• **Recorded data**
···

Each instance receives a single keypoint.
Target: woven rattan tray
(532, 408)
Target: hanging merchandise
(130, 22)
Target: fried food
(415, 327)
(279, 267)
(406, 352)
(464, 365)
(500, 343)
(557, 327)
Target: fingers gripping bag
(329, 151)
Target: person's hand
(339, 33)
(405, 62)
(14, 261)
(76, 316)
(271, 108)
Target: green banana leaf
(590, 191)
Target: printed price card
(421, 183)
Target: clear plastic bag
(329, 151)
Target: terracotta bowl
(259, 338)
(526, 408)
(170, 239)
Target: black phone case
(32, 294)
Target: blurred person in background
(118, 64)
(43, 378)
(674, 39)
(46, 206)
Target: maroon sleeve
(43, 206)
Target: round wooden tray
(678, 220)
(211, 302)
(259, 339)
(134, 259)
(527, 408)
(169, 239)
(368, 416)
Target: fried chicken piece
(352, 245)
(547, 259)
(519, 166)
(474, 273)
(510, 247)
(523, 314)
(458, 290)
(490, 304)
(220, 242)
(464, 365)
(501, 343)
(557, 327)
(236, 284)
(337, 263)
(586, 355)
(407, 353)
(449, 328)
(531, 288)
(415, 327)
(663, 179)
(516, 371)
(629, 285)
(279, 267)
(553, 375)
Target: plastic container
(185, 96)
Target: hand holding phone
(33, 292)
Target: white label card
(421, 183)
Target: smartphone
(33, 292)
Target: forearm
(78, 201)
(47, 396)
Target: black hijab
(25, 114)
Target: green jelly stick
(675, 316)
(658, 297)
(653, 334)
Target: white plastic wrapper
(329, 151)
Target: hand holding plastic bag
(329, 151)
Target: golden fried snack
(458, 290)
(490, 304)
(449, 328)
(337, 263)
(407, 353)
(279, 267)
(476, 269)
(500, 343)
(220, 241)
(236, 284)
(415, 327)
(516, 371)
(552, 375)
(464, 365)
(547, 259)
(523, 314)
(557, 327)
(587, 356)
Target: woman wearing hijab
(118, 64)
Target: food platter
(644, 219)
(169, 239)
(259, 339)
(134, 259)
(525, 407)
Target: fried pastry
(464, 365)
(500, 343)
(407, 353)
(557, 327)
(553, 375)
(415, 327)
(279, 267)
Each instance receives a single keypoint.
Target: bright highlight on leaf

···

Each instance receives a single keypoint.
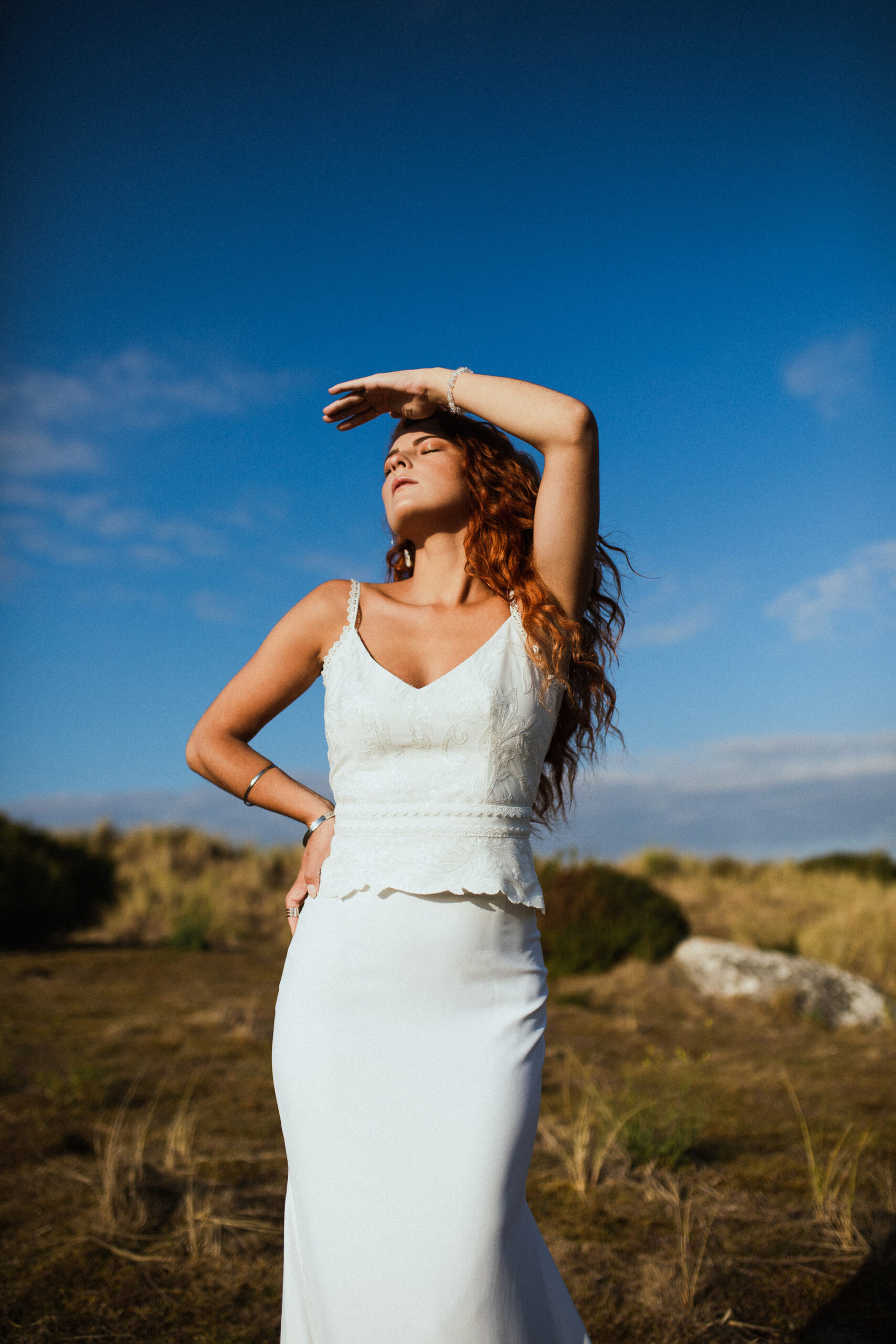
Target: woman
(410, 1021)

···

• **What is being asked**
Arrange the lines from the one with "Target: fried pastry" up to and including the one with "Target: bright highlight on leaf" as a Markdown table with the columns Index and Content, numbering each line and leaving out blank lines.

• **Result below**
| Index | Content |
|---|---|
| 1 | Target: fried pastry |
| 2 | (464, 365) |
| 3 | (500, 343) |
| 4 | (407, 353) |
| 5 | (557, 327) |
| 6 | (553, 375) |
| 7 | (415, 327) |
| 8 | (279, 267) |
| 9 | Each instance receives a single keypoint. |
| 10 | Target: bright highlight on leaf |